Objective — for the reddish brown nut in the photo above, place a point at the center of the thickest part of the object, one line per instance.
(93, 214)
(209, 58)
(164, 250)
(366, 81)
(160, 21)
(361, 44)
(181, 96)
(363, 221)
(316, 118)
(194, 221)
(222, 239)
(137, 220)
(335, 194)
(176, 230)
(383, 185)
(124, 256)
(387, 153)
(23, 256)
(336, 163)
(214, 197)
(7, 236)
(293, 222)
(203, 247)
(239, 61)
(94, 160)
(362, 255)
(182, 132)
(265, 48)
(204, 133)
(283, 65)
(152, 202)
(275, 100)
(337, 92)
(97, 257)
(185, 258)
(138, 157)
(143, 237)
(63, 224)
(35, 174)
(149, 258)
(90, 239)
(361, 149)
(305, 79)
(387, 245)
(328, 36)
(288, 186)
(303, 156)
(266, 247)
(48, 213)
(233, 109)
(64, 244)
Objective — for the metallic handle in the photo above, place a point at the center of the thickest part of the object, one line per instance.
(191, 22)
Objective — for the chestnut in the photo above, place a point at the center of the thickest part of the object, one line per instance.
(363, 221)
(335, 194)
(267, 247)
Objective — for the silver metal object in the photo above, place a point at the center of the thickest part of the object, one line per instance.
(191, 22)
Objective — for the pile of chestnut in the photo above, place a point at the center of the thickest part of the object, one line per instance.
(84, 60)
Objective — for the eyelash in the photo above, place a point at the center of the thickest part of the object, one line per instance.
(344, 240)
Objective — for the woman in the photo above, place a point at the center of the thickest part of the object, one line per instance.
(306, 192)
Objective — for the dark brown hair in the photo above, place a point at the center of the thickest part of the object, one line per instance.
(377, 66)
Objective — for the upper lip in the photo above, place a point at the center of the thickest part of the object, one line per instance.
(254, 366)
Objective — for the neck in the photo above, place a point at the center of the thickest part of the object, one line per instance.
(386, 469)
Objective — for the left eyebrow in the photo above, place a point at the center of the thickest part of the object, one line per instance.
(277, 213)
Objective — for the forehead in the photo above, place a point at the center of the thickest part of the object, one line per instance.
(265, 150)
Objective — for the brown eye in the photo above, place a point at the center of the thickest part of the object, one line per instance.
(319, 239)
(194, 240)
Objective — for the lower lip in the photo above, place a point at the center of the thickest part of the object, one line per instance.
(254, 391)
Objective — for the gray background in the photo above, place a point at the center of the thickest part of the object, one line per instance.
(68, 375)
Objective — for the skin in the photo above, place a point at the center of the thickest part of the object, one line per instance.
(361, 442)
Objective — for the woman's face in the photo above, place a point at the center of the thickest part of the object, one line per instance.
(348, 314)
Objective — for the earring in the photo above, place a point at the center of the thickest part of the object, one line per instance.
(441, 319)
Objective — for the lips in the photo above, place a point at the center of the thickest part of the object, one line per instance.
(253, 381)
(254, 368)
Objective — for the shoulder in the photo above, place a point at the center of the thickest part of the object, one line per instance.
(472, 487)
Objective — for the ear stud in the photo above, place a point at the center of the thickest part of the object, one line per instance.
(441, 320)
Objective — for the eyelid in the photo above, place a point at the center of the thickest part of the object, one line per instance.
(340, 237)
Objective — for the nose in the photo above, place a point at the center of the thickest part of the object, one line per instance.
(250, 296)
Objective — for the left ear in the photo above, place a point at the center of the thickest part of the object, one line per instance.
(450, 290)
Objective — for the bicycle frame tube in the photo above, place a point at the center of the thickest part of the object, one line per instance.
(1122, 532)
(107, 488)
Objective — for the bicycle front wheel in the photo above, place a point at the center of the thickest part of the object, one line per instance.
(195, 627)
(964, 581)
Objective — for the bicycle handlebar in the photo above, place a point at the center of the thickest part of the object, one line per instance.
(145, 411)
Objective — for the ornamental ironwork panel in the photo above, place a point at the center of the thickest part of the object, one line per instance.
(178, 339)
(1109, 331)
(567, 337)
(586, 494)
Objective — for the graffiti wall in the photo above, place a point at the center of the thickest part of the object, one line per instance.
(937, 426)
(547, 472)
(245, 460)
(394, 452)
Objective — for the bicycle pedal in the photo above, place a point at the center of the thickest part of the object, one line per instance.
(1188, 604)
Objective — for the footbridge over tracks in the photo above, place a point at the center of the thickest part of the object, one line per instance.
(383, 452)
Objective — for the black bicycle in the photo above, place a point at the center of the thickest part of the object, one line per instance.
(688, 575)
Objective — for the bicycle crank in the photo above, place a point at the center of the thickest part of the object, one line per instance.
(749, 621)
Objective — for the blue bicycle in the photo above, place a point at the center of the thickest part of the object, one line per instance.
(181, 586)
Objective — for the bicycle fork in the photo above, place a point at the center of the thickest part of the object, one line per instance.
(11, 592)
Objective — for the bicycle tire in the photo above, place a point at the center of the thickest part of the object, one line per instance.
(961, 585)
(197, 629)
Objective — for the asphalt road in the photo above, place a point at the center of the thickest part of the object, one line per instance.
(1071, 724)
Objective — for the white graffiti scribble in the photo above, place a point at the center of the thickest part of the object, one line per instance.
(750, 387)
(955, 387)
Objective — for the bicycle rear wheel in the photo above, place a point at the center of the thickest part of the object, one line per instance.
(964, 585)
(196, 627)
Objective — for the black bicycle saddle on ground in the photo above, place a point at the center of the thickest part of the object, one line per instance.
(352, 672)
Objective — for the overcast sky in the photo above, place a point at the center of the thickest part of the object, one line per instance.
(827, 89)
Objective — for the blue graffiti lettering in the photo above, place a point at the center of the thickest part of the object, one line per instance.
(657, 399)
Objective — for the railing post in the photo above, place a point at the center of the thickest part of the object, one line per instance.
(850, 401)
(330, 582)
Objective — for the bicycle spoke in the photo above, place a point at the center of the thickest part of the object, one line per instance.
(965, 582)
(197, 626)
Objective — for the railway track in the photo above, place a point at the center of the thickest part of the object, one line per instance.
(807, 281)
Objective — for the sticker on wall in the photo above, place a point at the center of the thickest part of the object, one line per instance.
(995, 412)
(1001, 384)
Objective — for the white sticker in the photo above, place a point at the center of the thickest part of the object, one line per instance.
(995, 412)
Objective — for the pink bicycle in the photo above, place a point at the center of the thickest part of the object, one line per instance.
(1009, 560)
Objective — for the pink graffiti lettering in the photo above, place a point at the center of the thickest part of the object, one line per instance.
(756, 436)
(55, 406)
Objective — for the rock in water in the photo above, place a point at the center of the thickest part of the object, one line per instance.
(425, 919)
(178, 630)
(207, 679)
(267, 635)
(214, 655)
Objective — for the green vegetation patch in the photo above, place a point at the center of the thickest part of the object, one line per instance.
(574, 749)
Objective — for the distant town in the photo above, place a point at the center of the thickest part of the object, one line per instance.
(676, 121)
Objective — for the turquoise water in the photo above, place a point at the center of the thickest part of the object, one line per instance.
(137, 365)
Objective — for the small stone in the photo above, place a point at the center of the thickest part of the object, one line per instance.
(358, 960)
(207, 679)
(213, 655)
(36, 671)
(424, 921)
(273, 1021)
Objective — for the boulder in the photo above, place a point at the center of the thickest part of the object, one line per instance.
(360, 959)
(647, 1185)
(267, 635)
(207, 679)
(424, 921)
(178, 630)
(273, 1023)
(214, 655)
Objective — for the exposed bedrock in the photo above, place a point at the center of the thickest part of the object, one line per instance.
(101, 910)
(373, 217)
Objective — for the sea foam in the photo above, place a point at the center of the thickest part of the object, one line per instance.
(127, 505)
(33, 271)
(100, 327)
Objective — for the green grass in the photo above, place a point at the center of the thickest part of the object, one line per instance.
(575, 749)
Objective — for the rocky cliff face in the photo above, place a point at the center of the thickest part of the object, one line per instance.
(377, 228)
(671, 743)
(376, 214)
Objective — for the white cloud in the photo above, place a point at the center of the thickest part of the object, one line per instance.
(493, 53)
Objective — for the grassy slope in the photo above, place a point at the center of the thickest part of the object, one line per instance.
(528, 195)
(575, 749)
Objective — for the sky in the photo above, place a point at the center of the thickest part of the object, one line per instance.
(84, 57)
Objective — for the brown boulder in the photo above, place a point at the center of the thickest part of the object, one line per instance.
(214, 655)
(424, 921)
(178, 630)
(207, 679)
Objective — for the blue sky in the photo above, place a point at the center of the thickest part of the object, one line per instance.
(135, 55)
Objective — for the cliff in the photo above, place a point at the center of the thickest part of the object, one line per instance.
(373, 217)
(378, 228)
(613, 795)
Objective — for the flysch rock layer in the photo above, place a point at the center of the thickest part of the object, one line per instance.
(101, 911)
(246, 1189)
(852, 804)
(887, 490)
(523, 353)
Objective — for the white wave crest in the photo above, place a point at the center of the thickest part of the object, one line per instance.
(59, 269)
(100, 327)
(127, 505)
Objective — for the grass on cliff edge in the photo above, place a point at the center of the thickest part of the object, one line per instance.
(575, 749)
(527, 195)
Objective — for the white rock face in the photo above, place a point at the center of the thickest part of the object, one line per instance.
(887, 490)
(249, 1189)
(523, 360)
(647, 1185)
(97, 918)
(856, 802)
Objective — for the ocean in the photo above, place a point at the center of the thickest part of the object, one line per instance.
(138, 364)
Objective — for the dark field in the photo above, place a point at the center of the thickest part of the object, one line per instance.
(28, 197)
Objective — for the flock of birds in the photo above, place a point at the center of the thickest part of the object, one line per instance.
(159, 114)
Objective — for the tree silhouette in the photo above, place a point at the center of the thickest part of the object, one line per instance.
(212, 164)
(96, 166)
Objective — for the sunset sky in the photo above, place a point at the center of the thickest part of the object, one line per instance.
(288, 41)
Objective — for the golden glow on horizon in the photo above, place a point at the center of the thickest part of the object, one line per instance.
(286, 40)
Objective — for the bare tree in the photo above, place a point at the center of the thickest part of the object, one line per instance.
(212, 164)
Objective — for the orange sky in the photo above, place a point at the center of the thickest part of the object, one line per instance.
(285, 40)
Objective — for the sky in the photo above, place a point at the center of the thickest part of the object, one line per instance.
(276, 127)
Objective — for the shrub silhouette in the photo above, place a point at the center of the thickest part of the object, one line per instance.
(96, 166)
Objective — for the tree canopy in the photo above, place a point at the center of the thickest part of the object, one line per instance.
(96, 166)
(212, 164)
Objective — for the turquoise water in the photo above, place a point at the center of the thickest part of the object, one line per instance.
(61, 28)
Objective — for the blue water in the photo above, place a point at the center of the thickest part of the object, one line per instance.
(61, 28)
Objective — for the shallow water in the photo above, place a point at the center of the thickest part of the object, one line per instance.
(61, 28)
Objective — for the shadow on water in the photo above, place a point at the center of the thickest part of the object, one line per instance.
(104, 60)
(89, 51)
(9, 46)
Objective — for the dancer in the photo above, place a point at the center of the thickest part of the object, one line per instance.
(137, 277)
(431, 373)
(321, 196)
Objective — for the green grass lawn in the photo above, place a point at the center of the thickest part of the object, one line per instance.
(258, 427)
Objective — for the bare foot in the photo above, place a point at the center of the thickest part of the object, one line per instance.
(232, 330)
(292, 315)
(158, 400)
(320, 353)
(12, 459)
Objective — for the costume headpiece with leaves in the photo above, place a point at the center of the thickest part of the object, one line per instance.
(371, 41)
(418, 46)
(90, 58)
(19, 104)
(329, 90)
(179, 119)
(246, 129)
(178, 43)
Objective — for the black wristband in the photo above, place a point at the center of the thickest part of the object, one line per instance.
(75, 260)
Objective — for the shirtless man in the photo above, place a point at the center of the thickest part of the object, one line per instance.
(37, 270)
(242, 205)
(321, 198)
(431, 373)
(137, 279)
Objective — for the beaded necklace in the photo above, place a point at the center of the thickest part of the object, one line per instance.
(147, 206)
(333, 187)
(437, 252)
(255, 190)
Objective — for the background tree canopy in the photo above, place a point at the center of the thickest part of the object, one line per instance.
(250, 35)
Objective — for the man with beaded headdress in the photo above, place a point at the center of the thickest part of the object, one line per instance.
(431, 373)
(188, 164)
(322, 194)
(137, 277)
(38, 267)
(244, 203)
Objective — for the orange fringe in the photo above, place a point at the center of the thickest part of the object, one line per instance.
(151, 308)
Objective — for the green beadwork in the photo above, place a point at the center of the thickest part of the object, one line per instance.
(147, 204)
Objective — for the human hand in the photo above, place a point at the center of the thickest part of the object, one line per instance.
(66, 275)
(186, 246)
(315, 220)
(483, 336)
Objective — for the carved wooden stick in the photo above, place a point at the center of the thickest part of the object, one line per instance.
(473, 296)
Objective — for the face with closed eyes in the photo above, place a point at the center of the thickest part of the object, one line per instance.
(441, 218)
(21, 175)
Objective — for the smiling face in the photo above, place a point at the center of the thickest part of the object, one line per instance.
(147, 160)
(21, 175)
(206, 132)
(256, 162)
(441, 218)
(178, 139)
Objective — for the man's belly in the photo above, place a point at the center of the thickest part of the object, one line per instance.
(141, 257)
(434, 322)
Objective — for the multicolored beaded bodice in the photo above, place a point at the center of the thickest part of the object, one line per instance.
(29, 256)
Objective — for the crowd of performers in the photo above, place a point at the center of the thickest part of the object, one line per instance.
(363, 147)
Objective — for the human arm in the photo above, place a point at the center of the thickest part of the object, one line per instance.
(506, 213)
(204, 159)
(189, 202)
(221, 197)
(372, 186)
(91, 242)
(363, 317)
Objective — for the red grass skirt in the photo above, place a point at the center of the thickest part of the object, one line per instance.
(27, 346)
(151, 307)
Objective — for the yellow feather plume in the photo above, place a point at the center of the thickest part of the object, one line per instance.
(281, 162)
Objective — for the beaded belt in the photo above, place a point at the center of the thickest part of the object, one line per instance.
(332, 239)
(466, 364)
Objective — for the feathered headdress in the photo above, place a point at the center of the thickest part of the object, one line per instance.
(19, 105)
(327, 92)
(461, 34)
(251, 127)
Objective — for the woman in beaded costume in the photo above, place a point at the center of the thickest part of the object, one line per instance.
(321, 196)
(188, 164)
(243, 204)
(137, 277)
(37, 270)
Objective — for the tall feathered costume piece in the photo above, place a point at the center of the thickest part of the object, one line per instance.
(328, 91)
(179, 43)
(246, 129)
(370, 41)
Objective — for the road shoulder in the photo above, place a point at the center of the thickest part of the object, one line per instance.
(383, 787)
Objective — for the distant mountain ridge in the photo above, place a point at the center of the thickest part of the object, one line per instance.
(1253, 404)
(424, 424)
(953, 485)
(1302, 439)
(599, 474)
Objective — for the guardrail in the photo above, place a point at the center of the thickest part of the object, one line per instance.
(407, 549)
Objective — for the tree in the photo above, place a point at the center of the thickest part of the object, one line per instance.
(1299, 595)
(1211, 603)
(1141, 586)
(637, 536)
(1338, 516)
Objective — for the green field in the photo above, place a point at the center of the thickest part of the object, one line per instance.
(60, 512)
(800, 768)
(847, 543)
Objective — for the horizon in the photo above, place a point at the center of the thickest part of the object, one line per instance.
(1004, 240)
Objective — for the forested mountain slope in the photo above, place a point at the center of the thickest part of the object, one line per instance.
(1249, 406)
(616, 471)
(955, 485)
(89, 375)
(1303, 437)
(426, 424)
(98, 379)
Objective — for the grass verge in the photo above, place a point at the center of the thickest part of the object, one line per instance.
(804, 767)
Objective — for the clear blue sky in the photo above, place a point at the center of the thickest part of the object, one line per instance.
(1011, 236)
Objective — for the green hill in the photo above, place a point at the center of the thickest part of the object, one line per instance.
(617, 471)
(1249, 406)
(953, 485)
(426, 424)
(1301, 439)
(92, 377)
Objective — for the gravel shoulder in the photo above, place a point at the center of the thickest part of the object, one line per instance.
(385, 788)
------------------------------
## Problema planteado
Por favor, reproduce sin cambios la parte del material de arriba que empieza en la línea que contiene "Objective — for the rock in" y termina en la línea que contiene "(273, 1021)", ambas incluidas.

## Respuesta a la tarea
Objective — for the rock in water in the photo above, place a point at the center of the thickest part of the object, one line per instance.
(425, 919)
(178, 630)
(207, 679)
(267, 635)
(214, 655)
Objective — for the green vegetation patch in the photo above, place a point at the center of the thickest part of the object, one line per instance.
(574, 749)
Objective — for the distant town in the photo above, place a point at the center of the thickest part of the object, one line per instance.
(676, 121)
Objective — for the turquoise water in the photo above, place a point at the center of the thickest part of the object, one line per instance.
(137, 365)
Objective — for the small stone in the photo above, place a point at the center of the thickest part of the object, one line per instance.
(358, 960)
(207, 679)
(213, 655)
(36, 671)
(424, 921)
(273, 1021)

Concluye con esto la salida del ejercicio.